=== ÉNONCÉ ===
Recopiez le passage de l'extrait sur Harish Jagtani allant de « A travers tout » à « des orphelinats, etc. », en remplaçant « orphelinats » par « hôpitaux ».

=== EXTRAIT CHOISI ===

<<<<

C’est alors que la fondation s’y était déployée : le promoteur Harish jagtani, une équipe médicale composée d’une dizaine de professionnels ainsi que 20 volontaires qui avaient aidé notamment à déblayer les décombres pour rechercher soit des survivants soit des corps. Tout cela en plus d’une assistance matérielle considérable qui avait marqué les esprits. « Nous venons de recevoir la visite de HJ Fondation qui vient de nous apporter un don de 80 tonnes des médicaments, vivres et non-vivres », témoignait le représentant des sinistrés, Martin Kahundahunda avant d’ajouter « ils viennent de payer les factures pour les mamans qui traînaient dans la maternité au centre de santé de Bushushu faute de moyens. Et ils ont promis de continuer à nous accompagner notamment en équipant le centre de santé pour que les gens reçoivent des soins de qualité ».

A travers tout le pays, la HJ Foundation réalise ce type d’actions ponctuelles. De l’assistance aux nécessiteux, des dons réguliers dans des orphelinats, etc.

Harish Jagtani, la Fondation et l’homme derrière

Pour les plus de 15 millions d’habitants de Kinshasa, HJ évoque un hôpital moderne et une fondation. Dans l’ombre de cet investissement et cette charité se trouve un homme d’affaires et un philanthrope acharné dans le travail et dévoué à la cause des autres. Le quarantenaire indien vit en RDC depuis une vingtaine d’années. « Le Congo m’a tout donné, c’est le moment de redonner », la phrase qu’il répète inlassablement en dit long sur rapport à ce pays qui l’avait vu arriver jeune à une époque où il devait encore composer avec les aléas d’une société et d’une culture tout simplement autres.

Pourtant et malgré son humilité, il ne manque pas de mérite. Aujourd’hui assis sur un empire d’entreprises florissantes, il faut surtout souligner qu’il les a créées les unes après les autres. Avec du flair, il choisit les domaines pour investir et avec le travail il transforme des situations en opportunités. Propriétaire de Serve Air, Harish Jagtani est le leader incontestable du fret aérien dans un pays qui en a particulièrement besoin plus que les autres à cause de l’absence ou du mauvais état des infrastructures de transport. D’après les statistiques internes, la société achemine chaque année environ 2.5 millions de tonnes de biens à travers le pays avec comme principaux clients les agences humanitaires, les commerçants et le gouvernement. Pourtant lorsqu’il acquiert la propriété de la société en 2003, alors Service Air, elle connecte seulement Kinshasa et Lubumbashi. Une année plus tard, il réussit à l’étendre sur 25 destinations.

>>>>

Données de localisation d'un point par instance
<<<<

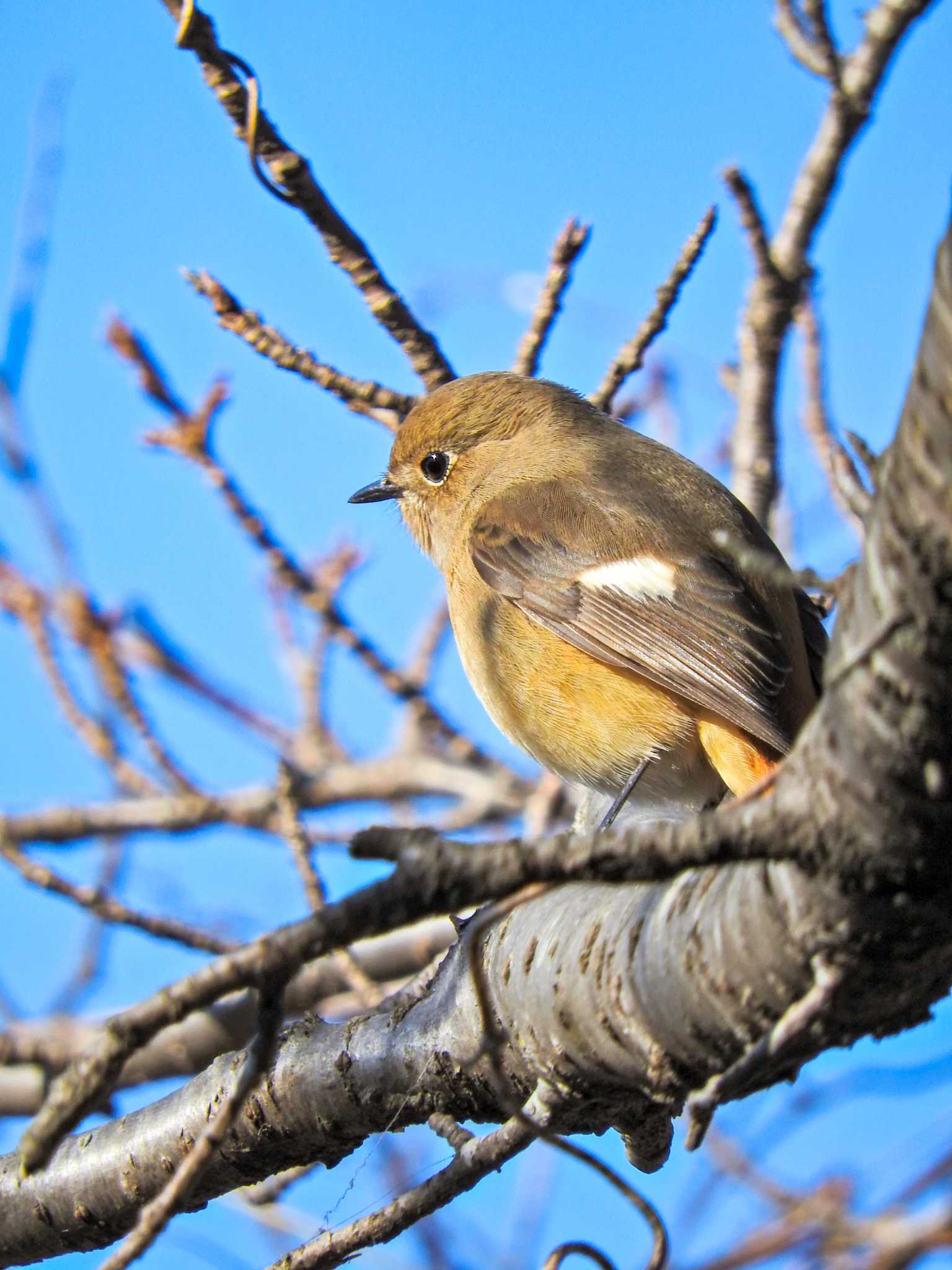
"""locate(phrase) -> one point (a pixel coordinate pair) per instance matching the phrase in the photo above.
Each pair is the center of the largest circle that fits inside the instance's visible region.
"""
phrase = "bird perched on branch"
(599, 611)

>>>>

=== RÉPONSE ===
A travers tout le pays, la HJ Foundation réalise ce type d’actions ponctuelles. De l’assistance aux nécessiteux, des dons réguliers dans des hôpitaux, etc.